#### The problem:
Render into Spanish this sentence from the text on trust in financial services: "First, you’ll see that the scores have gone up in all the other sectors too."

#### Passage provided:

━━━━

Build more trust in your business
And help build trust in your industry
If you manage (or run the marketing for) a financial services business – offering advice, financial products or both – then this Insight is for you.
If you’re a customer of financial services – you might find it interesting too 😊
Houston, we have a problem
We all know that to build a good financial plan, we need to:
- Clarify our financial life goals – the things we want (that cost money) for ourselves and our loved ones in the future.
- Check if we’re on track to achieve those goals…
and if we fall short…
- Take the necessary actions to get ourselves on track.
Or, if that’s not possible:
- Adjust: defer or scale back our goals – to get on a new track.
I start here because this is also, surely, the best way to approach building a plan for a business or, indeed, a whole industry?
Yet, despite the best efforts of many, the Financial Services (FS) industry remains where it’s been for years – at the bottom of the performance tables for consumer trust – see here.
FS was also at the bottom of this table in 2014, 2013 and 2012 (with a score of 43)
Now, you may notice that the scores have increased over recent years but we’d be complacent to think that everything is fine now.
First, you’ll see that the scores have gone up in all the other sectors too.
Second, whilst the improved scores are hopefully, in part, due to improved products and services, it’s likely that they’ve also been boosted by rising values on investment assets.

━━━━

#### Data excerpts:
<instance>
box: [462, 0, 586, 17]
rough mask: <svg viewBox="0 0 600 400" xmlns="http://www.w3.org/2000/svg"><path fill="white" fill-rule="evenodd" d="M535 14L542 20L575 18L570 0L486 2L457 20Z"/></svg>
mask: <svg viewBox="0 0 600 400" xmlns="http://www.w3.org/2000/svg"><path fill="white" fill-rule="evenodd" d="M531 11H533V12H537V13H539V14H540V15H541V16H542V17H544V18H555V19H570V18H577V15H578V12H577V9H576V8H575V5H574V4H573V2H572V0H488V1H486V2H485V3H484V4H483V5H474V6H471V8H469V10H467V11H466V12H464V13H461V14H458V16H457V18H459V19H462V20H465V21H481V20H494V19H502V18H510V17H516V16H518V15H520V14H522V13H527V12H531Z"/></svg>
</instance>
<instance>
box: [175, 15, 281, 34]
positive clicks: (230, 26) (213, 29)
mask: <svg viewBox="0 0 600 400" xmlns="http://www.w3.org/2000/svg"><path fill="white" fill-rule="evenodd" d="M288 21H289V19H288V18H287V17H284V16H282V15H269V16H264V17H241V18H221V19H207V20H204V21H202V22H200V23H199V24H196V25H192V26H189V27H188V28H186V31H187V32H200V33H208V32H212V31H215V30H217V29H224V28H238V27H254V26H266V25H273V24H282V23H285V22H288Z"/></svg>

━━━━

#### Written answer:
En primer lugar, verá que las puntuaciones también han subido en todos los demás sectores.